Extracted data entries
** begin **
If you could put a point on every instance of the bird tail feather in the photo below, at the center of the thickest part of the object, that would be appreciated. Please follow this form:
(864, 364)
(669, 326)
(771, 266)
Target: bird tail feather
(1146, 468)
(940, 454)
** end **
GOAL OF THE EXERCISE
Duplicate all of the lines above precisely as they appear.

CORRECT ANSWER
If you could put a point on every instance of the bird tail feather in the photo below, at the center of the thickest part of the object, that would be appreciated. Please follow this form:
(864, 364)
(669, 326)
(771, 266)
Target: bird tail feather
(1146, 468)
(940, 454)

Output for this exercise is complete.